Count the lines in the material below that contain the word "teepee". Give only the number.

────────────────────────────────────────

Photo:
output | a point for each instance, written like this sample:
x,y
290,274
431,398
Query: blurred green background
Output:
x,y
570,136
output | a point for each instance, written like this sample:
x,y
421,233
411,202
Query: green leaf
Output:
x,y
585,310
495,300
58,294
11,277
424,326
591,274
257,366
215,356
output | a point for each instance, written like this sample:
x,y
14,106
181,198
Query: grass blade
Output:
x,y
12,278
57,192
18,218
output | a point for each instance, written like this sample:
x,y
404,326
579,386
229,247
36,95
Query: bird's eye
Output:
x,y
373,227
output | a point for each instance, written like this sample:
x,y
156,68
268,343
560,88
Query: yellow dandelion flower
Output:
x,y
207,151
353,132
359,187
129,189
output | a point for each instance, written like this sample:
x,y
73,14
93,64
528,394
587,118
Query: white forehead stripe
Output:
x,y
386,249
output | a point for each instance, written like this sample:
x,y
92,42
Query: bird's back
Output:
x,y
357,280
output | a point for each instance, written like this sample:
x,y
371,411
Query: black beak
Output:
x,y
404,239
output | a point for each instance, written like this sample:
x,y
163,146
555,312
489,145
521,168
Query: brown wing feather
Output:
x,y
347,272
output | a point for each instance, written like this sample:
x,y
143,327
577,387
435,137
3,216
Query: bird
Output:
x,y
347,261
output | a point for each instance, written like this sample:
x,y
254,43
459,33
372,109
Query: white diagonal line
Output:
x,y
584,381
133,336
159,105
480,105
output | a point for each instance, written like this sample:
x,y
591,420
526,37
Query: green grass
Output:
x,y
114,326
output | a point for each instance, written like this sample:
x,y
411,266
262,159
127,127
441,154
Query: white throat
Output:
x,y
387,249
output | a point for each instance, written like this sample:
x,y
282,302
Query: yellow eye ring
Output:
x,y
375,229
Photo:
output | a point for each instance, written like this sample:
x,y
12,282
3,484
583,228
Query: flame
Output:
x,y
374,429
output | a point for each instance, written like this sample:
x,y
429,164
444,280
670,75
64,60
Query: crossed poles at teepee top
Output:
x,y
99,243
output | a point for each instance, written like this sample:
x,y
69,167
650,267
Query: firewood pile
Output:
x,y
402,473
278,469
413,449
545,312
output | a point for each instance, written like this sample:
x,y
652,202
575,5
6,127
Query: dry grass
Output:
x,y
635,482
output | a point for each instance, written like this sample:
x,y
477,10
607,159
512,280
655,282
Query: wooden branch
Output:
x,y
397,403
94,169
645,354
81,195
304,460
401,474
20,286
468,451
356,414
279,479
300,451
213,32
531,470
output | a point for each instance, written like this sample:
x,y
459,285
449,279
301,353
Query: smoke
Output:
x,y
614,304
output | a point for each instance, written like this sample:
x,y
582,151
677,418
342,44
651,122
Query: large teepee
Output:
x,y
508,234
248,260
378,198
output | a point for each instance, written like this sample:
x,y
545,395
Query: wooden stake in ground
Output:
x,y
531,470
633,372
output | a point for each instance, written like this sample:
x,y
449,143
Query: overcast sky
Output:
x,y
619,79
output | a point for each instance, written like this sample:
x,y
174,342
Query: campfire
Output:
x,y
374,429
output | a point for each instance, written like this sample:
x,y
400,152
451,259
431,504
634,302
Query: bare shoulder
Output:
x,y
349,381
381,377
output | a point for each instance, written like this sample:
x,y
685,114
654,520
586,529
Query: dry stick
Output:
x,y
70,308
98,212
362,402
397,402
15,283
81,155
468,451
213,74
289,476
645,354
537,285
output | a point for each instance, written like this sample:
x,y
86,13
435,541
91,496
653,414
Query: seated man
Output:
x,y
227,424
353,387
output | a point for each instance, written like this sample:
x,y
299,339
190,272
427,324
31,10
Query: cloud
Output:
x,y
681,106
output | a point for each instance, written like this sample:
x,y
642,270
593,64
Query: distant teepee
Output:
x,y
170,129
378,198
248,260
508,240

────────────────────────────────────────

== Result of this exercise ==
3